The entries below should be output exactly as written.
* * *
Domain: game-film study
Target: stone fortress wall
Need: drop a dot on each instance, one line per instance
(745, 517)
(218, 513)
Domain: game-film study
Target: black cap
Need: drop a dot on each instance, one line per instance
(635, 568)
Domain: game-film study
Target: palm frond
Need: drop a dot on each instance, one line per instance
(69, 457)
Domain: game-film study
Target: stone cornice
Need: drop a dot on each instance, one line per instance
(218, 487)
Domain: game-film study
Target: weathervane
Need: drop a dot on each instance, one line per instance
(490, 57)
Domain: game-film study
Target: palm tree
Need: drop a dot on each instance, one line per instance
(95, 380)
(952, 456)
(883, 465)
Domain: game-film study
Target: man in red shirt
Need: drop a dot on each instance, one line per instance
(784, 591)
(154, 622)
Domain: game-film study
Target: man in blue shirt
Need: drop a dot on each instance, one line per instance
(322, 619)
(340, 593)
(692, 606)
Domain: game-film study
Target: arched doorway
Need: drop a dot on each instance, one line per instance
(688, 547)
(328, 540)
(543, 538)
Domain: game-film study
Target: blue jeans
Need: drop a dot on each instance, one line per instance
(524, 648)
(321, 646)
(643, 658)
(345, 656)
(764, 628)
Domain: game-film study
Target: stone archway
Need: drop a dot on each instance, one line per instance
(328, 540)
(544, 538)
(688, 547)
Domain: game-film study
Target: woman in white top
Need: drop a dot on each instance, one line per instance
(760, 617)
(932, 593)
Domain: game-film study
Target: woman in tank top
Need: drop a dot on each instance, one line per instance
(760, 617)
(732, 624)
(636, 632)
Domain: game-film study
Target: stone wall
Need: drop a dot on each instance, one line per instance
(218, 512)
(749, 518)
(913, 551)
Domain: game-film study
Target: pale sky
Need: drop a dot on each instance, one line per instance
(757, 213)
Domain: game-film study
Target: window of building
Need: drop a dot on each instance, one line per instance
* * *
Expected output:
Domain: game-film study
Target: stone fortress wall
Need: drop a dot on each instance, one line per instance
(745, 517)
(218, 513)
Domain: game-film study
Target: black cap
Need: drop a dot on each instance, one line per instance
(635, 568)
Domain: game-film study
Target: palm frond
Need: drop a dot on each instance, one line per instance
(69, 457)
Domain: game-film study
Target: stone cornice
Need: drop a dot on each instance, one line per instance
(218, 487)
Domain: game-film study
Target: weathervane
Need: drop a dot on each instance, one line per instance
(490, 57)
Domain: game-film study
Target: palm tree
Need: drop a dot on each instance, one line per instance
(95, 380)
(952, 456)
(883, 465)
Domain: game-film study
Target: man in red shirt
Need: drop a dot on each instance, one line per instance
(784, 591)
(154, 622)
Domain: game-film study
Target: man in blue shirt
Need: drop a dot on each instance, one line per instance
(322, 619)
(340, 593)
(692, 606)
Domain: game-film study
Target: arched doorway
Need: drop a dot on each instance, one line per instance
(688, 547)
(328, 540)
(543, 538)
Domain: game-film study
Target: blue jeans
Need: drop a dot on each instance, one line per instance
(524, 648)
(321, 646)
(643, 658)
(345, 656)
(764, 628)
Domain: game-film study
Target: stone archway
Need: drop a dot on each instance, one line per instance
(328, 540)
(544, 538)
(688, 547)
Domain: game-film study
Target: woman in white top
Need: drop a dot on each instance, one line per instance
(760, 617)
(932, 593)
Domain: game-film study
Target: woman in tank top
Need: drop a dot on each instance, one line per instance
(760, 617)
(732, 624)
(636, 632)
Domain: game-film study
Target: stone wall
Need: drop a dot on each instance, one line per instance
(218, 512)
(749, 518)
(913, 551)
Domain: game-film study
Target: pale sky
Need: drop a dot on each instance, one line per instance
(757, 213)
Domain: game-film study
Target: window of building
Need: drop a dot on each instance, one line per instance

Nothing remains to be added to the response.